- _DATASET ENTRIES_
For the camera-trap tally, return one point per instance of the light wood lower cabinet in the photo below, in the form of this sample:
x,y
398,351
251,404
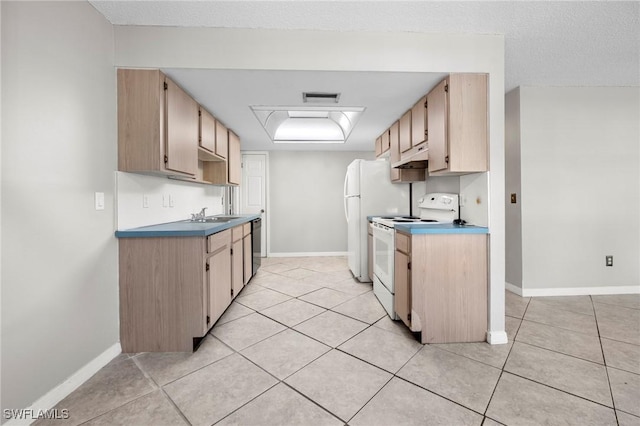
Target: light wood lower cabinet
x,y
248,252
237,255
219,276
402,278
443,278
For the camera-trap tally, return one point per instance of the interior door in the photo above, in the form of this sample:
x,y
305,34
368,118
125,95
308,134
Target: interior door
x,y
254,192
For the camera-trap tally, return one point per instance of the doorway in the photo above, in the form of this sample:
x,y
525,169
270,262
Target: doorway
x,y
253,191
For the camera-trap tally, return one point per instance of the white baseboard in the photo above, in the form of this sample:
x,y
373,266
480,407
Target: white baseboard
x,y
513,288
310,254
57,394
572,291
497,337
580,291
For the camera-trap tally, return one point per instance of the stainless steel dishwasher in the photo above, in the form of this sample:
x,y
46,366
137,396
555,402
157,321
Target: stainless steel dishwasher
x,y
256,242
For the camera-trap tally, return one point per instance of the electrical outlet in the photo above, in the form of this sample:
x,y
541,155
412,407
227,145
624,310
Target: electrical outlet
x,y
99,200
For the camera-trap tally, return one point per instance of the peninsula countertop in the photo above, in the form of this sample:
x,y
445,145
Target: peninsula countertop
x,y
186,228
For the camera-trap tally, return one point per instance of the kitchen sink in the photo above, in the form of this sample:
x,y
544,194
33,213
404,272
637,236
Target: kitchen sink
x,y
214,219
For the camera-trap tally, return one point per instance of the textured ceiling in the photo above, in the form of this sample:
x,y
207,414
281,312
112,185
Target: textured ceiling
x,y
546,43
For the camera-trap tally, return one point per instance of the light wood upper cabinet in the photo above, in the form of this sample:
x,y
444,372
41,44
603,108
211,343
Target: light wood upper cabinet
x,y
207,139
401,175
457,118
419,122
157,125
222,140
226,172
382,144
405,132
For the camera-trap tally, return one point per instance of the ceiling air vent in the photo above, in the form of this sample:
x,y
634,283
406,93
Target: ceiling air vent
x,y
320,98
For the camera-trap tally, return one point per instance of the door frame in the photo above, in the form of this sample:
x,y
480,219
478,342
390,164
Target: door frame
x,y
266,223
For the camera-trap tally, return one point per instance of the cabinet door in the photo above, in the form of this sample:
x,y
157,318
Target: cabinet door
x,y
247,258
219,278
385,141
419,122
237,273
207,137
437,119
402,283
467,123
234,160
181,137
405,132
222,140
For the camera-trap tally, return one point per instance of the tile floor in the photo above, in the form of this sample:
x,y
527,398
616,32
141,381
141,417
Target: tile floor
x,y
305,344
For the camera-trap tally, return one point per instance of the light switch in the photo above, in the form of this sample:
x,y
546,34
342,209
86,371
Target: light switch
x,y
99,200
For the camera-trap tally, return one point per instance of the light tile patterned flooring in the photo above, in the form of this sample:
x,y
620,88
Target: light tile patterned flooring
x,y
305,344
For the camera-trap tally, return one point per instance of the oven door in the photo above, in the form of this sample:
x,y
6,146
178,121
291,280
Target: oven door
x,y
383,254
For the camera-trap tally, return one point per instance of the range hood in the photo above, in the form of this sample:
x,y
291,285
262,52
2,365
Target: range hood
x,y
416,158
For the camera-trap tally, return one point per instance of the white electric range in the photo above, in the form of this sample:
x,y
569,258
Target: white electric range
x,y
435,208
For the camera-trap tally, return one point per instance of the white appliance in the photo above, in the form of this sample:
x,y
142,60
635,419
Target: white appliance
x,y
435,208
368,191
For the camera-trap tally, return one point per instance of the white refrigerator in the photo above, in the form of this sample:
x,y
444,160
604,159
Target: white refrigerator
x,y
368,191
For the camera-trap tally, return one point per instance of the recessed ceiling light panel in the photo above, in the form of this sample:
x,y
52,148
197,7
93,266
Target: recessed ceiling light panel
x,y
308,124
320,98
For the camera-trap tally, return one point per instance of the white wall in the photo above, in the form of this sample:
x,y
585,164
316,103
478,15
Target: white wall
x,y
513,216
580,196
168,200
59,255
138,46
306,201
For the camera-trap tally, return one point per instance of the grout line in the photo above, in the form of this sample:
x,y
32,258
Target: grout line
x,y
438,395
558,352
560,390
604,358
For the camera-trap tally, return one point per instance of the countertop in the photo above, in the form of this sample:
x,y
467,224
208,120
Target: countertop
x,y
185,228
443,228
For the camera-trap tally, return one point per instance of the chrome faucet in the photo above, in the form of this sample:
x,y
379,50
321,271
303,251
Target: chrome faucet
x,y
199,217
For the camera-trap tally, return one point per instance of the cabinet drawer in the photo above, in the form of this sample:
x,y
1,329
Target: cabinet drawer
x,y
403,243
218,240
236,233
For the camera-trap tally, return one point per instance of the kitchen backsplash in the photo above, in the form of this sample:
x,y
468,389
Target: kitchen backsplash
x,y
146,200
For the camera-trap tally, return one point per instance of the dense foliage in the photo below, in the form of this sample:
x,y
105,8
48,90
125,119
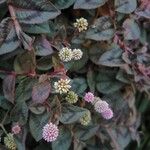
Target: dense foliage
x,y
75,74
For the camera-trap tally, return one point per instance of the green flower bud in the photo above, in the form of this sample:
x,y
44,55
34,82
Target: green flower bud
x,y
10,142
71,97
86,118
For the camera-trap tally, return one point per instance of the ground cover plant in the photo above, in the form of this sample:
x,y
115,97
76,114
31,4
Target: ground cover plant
x,y
75,74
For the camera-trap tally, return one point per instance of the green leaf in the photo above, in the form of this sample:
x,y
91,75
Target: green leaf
x,y
42,28
91,80
43,47
90,4
36,124
71,113
125,6
25,62
41,92
20,113
44,63
63,4
9,87
112,58
79,85
97,35
9,40
63,141
107,83
24,89
33,11
85,132
132,30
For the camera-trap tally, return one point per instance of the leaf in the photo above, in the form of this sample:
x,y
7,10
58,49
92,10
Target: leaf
x,y
37,109
63,4
25,62
20,113
88,4
33,11
91,80
44,63
63,141
24,89
43,47
79,85
36,124
8,38
41,92
112,58
83,133
125,6
9,87
97,35
107,83
42,28
132,30
71,113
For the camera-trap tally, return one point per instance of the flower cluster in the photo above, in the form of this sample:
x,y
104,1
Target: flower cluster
x,y
71,97
86,118
100,106
66,54
50,132
10,142
62,86
89,97
81,24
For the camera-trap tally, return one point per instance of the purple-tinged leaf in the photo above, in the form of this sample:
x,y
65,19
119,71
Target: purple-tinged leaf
x,y
9,87
41,92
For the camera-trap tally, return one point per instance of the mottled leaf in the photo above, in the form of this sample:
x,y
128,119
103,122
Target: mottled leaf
x,y
9,87
88,4
41,92
71,113
125,6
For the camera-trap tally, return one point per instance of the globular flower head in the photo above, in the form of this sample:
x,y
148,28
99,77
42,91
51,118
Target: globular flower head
x,y
108,114
86,118
50,132
10,142
81,24
89,97
71,97
16,129
77,54
101,106
62,86
65,54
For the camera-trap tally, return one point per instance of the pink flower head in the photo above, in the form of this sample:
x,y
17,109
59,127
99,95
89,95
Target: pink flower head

- _TASK TO CARRY OUT_
From the listing above, print every entry precisely and drop the pictures.

- _FULL RESPONSE_
For the camera-trap tally, return one point per instance of the light wood lower cabinet in the photo below, in the form of this sample:
x,y
398,351
251,404
Target: light wood lower cabinet
x,y
248,252
237,255
219,276
402,278
443,278
For the camera-trap tally, return one point per instance of the interior door in the photo above, in the form of this sample:
x,y
305,34
368,118
125,95
308,134
Target: interior door
x,y
254,192
For the camera-trap tally, return one point per instance of the doorway in the photo above, in the form of this sample:
x,y
525,169
270,262
Target: doorway
x,y
253,191
For the camera-trap tally, return one point per instance of the white baseboard in the photo above, in the form of this sample:
x,y
373,266
480,407
Target: white baseboard
x,y
513,288
310,254
57,394
572,291
497,337
580,291
For the camera-trap tally, return one point per instance of the stainless steel dishwasher in the photo above, in the form of this sample:
x,y
46,366
137,396
555,402
157,321
Target: stainless steel dishwasher
x,y
256,242
For the camera-trap tally, return one point per instance of the electrical outlet in the photo above, in the form of this sample:
x,y
541,155
412,407
227,145
624,310
Target: electrical outlet
x,y
99,200
For the camera-trap tally, return one point per instance of the peninsula countertop in the photo above, in the form of this sample:
x,y
445,145
Target: peninsula countertop
x,y
186,228
For the camera-trap tally, return one point per instance of the kitchen sink in the photo above, in the form of this sample:
x,y
544,194
33,213
404,272
637,236
Target: kitchen sink
x,y
214,219
For the camera-trap tally, return one point per instance of the textured ceiling in the photo above, in the form of this sample:
x,y
207,414
281,312
112,185
Target: textured ceiling
x,y
546,43
For the camera-trap tally, return one point per instance of the light wood upper cabinet in the photo above, in the form of this sample:
x,y
444,372
41,44
603,108
211,343
Target: light wood upper cabinet
x,y
207,139
401,175
457,118
419,122
157,125
222,140
226,172
382,144
405,132
For the camera-trap tally, return one point per instance of the ceiling air vent in the photo above, in the form of this sample:
x,y
634,283
406,93
Target: ceiling air vent
x,y
320,98
For the camera-trap tally, return one point per instance of the door frame in the photo above, in the form of this sample:
x,y
480,219
478,342
390,164
Target: door frame
x,y
266,223
For the camera-trap tally, return one point per instance of the cabinet door in the photo above, in the form of this sample:
x,y
157,318
Target: cabinet door
x,y
247,258
219,278
385,141
419,122
237,273
207,137
437,119
402,283
467,123
234,160
181,137
405,132
222,140
For the camera-trap tally, return one point per instance of the tile floor in the photo above, in the form of this sample:
x,y
527,398
616,32
141,381
141,417
Target: tile floor
x,y
305,344
For the camera-trap tally, return one point per instance of the light switch in the photo above, in the form of this sample:
x,y
546,34
342,209
86,371
Target: light switch
x,y
99,200
For the camera-trap tally, return one point per instance of the light tile patterned flooring in the photo above, in the form of this sample:
x,y
620,88
Target: light tile patterned flooring
x,y
305,344
For the camera-trap tally, return one point per instance of the oven door in the photo above, in the form of this sample:
x,y
6,146
178,121
291,280
Target: oven door
x,y
383,254
For the camera-trap tally, return one point per instance of the range hood in the photo above, in the form of this sample:
x,y
291,285
262,52
2,365
Target: range hood
x,y
416,158
For the camera-trap tally, return one point per instance of the white electric range in the photo above, in the form of this sample:
x,y
569,258
Target: white electric range
x,y
435,208
For the camera-trap tally, return one point per instance of the white appliance in the photo above, in the form of this sample:
x,y
142,60
635,419
Target: white appliance
x,y
435,208
368,191
For the camera-trap tally, return one point per instance of the white refrigerator in the photo above, in the form of this sample:
x,y
444,160
604,159
Target: white refrigerator
x,y
368,191
For the camera-trap tally, return one point per instance of the recessed ceiling light panel in the photo above, in the form of this sample:
x,y
52,148
197,7
93,266
Target: recessed ceiling light panel
x,y
308,124
320,98
For the camera-trap tally, return one point per instance of the white wall in the photo above, in the form of this sample:
x,y
585,164
316,103
478,15
Target: white wall
x,y
513,216
580,196
168,200
59,255
138,46
306,201
For the camera-trap tally, return one point per instance of the grout line in the photo above, in the form of this sample:
x,y
32,258
Target: grout line
x,y
438,395
558,352
560,390
604,358
For the camera-trap tally, return one point per instance of the countertop in the photo above, in the form of this sample:
x,y
467,224
208,120
Target: countertop
x,y
185,228
443,228
For the camera-trap tally, return one point per instance of the chrome faucet in the photo above, in the form of this sample:
x,y
379,50
321,271
303,251
Target: chrome faucet
x,y
199,217
For the camera-trap tally, return one point per instance of the cabinet drawer in the photo above, in the form of this sample:
x,y
1,329
Target: cabinet drawer
x,y
403,243
218,240
236,233
For the camera-trap tally, return one point per instance of the kitchen backsplash in the photo above, in the form of this sample:
x,y
468,389
Target: kitchen backsplash
x,y
146,200
For the camera-trap tally, return one point per instance of the dense foliage in the photo below, in the form of this sample:
x,y
105,8
48,90
125,119
Target: dense foliage
x,y
75,74
For the camera-trap tally, return one point per instance of the green flower bud in the photo above, in the form of this sample:
x,y
44,55
34,82
Target: green flower bud
x,y
10,142
71,97
86,118
For the camera-trap tally, return one point per instance of the ground cover plant in the photo above, in the form of this sample:
x,y
115,97
76,114
31,4
Target: ground cover plant
x,y
75,74
For the camera-trap tally, return one point per instance of the green leaf in the photo above, in the form of this sample:
x,y
91,75
Target: green leaf
x,y
42,28
91,80
43,47
90,4
36,124
71,113
125,6
25,62
41,92
20,113
44,63
63,4
9,87
112,58
79,85
97,35
9,40
63,141
107,83
24,89
33,11
85,132
132,30
For the camera-trap tally, return one point per instance of the leaf in the photo above, in the form of this sample:
x,y
7,10
58,49
92,10
Target: leaf
x,y
37,109
63,4
25,62
20,113
88,4
33,11
91,80
44,63
63,141
24,89
43,47
79,85
36,124
8,38
41,92
112,58
83,133
125,6
9,87
97,35
107,83
42,28
132,30
71,113
For the camera-trap tally, return one point per instance of the flower cluster in the photo above, in the form of this sample:
x,y
104,1
Target: flower cluster
x,y
71,97
86,118
100,106
66,54
50,132
10,142
62,86
89,97
81,24
For the camera-trap tally, return one point per instance of the purple-tinged leaf in the photo above, in the form of this sample:
x,y
65,19
119,71
Target: purple-tinged leaf
x,y
9,87
41,92
For the camera-trap tally, return one point per instance of the mottled leaf in the photo above, in the form of this sample:
x,y
128,119
103,122
Target: mottled leaf
x,y
9,87
88,4
41,92
71,113
125,6
For the camera-trap tally, return one point per instance of the globular flower head in the photo above, in the form of this sample:
x,y
148,28
99,77
42,91
51,118
Target: globular flower head
x,y
108,114
86,118
50,132
10,142
81,24
89,97
71,97
16,129
77,54
101,106
62,86
65,54
For the camera-trap tally, return one point per instance of the pink flower head in the photo above, in the form of this sample:
x,y
17,109
59,127
99,95
89,95
Target: pink flower head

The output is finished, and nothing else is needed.